### SHORT EXERCISE A
Write out everything in the riding jacket thread from "I bough a columbia" down to "most northface jackets.".
### SHORT EXERCISE B
Continue the forum thread about jackets for riding from where it stops.

### EXTRACTED TEXT
————————

# Good jackets for riding?



## sweetxsour35 (Aug 25, 2011)

I have some extra money and I was thinking about getting a jacket to ride in in the winter and to wear around the barn. I want something water resistant and something like a windbreaker but still light because I tend to get really warm when I ride.

I was thinking something like this:
The North Face Women's Jackets & Vests WOMEN'S WINDWALL® 1 JACKET

But I don't know if any of you have come across something better, and I wanted some other opinions. Also I wanted something a bit cheaper :lol:

Thanks in advance!


----------



## Trista (Sep 11, 2011)

I bough a columbia jacket. I wanted a windbreaker/ rain proof and warm.  so I got the two in one style which is great! since i live in Vancouver, wa I was able to you my friend and family discount and bought my jacket at cost but i do know they are cheaper then most northface jackets.

Columbia Sportswear | Womens Jacket Shells and Winter Jackets


----------



## Joe4d (Sep 1, 2011)

Paying about $50 extra for the name there. Its just a light fleece jacket.
Id look at Cabelas. There store brand stuff is pretty well made and you can get any level of warmth you want. I got a really nice frog tog waterproof breathable jacket shell. can wear it alone or with a fleece zip up jacket underneath.Cabela's: Lightweight Jackets & Coats


----------



## kitten_Val (Apr 25, 2007)

Joe4d said:


> Paying about $50 extra for the name there. Its just a light fleece jacket.


I agree. I get similar in local Kohls and Boscovs for $20-30.

————————

### DATA
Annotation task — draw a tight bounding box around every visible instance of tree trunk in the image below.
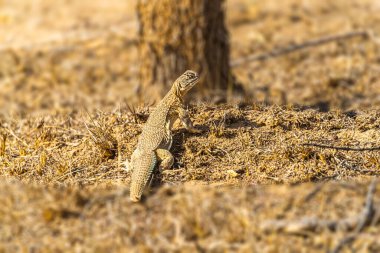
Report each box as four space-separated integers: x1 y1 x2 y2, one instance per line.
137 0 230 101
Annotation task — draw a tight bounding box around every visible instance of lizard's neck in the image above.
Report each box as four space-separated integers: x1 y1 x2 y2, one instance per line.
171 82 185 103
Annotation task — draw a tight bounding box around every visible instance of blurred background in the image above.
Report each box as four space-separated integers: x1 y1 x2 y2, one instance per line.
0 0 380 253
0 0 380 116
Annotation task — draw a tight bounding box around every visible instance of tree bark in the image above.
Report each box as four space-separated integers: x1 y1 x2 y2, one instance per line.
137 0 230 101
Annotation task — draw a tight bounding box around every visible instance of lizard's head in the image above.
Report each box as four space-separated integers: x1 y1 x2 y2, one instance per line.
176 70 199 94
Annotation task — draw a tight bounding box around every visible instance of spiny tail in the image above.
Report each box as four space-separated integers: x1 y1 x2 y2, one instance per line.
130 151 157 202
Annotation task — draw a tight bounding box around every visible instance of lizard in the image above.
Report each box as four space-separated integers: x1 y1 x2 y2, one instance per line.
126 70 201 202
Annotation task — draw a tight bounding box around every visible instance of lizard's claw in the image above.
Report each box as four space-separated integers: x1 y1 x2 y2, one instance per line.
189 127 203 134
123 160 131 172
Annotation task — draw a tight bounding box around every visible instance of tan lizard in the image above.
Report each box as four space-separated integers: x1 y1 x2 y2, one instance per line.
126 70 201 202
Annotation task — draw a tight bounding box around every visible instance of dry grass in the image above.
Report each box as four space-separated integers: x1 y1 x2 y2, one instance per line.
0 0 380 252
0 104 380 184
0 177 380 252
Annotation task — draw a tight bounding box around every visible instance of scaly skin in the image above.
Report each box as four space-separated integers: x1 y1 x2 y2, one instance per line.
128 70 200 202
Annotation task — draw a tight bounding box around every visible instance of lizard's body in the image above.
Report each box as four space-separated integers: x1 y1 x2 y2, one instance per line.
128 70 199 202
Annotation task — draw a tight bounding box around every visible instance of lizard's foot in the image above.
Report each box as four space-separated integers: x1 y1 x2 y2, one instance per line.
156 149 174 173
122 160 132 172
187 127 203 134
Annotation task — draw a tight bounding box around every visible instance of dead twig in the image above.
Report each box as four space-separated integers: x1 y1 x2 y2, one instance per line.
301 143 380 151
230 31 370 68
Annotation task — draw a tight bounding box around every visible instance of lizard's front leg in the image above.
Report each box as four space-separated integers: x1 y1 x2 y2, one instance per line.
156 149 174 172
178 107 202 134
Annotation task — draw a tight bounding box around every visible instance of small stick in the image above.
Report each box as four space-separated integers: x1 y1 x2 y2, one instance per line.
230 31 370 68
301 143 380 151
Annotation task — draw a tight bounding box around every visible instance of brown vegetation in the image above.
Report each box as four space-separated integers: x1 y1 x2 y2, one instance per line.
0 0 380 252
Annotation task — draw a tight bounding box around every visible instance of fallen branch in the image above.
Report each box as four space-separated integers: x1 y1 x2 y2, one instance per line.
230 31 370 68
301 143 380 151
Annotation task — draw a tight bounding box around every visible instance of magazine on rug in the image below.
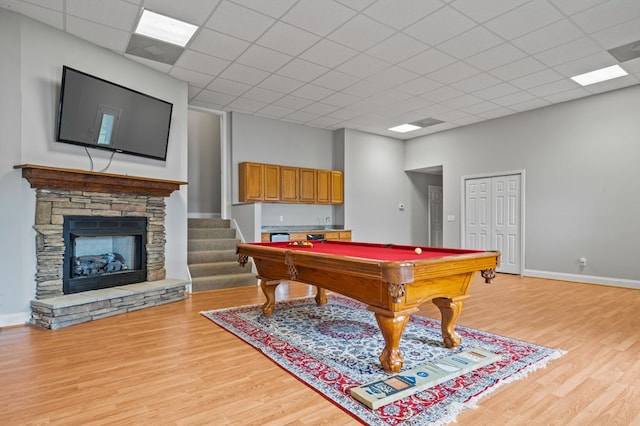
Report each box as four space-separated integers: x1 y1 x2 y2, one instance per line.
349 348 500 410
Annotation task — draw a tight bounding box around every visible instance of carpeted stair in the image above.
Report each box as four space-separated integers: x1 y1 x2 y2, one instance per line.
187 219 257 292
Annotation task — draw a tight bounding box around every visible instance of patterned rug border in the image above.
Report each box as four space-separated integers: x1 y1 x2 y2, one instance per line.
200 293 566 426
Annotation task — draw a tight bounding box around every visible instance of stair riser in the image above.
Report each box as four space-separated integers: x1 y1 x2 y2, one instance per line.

————————

### RESULT A
I bough a columbia jacket. I wanted a windbreaker/ rain proof and warm.  so I got the two in one style which is great! since i live in Vancouver, wa I was able to you my friend and family discount and bought my jacket at cost but i do know they are cheaper then most northface jackets.

### RESULT B
OP, if you look for the warm winter jacket look for something windproof/waterproof - will work better and keep you warmer.


----------



## VT Trail Trotters (Jul 21, 2011)

Not water proof but its a riding jacket and i will get one closer to winter. I am a guy and they only come in mens. Jaipur Polo Men's riding jacket | Men's Riding jacket | Men's Riding Apparel | Equestrian Clothing


----------



## AQHA13 (Apr 19, 2017)

With North Face, you're just paying for the name. I recently bought a softshell too, and really like it. I had to look around though because many of them weren't very long in back, so when I was riding my lower back would get cold! lol 
Sierra Trading Post is a pretty decently priced place to shop from. They also have very good customer service. 
http://www.sierratradingpost.com/womens-softshell-jackets~d~630/


----------



## Opus (Jan 3, 2011)

I've been looking at these for winter riding:
Storm Chaser 3-in-1 Jacket: Rain Jackets at L.L.Bean

Just because I can wear it together, or separate, depending on the weather and temperature. 

And if that doesn't float your boat  have a look around the LL Bean website. They have some very sensible options for less than $150.


----------



## AlexS (Aug 9, 2010)

I don't buy equestrian jackets, coats, tops unless it's for a show - there's no reason why we need something made specifically for horses. 

I get my stuff from Cabella's too!


----------



## Hidalgo13 (Dec 24, 2010)

My barn used to have a tack shop and they were having a sale so I got for 80 bucks a down riding jacket from Horseware. I regretfully cannot find a picture of the model online. It's very warm and comfy, and it breaths nicely, however it isn't the best for water. It would be ok in a light rain or snowfall, but not a heavy one for a long period of time. I don't go trail riding though, so it's fine for me. You can also unzip the sleeves and turn it into a vest but I don't like the way it looks so I use my light weight, water proof, down vest in the fall when it's less cold.  That vest i got at a sport store for 45 bucks. It was 60% off, so my mom convinced me to buy it. Happy I did because it fits so nicely and it feels like it was made for riding.  It's the perfect length in the back


----------



## 2BigReds (Oct 7, 2011)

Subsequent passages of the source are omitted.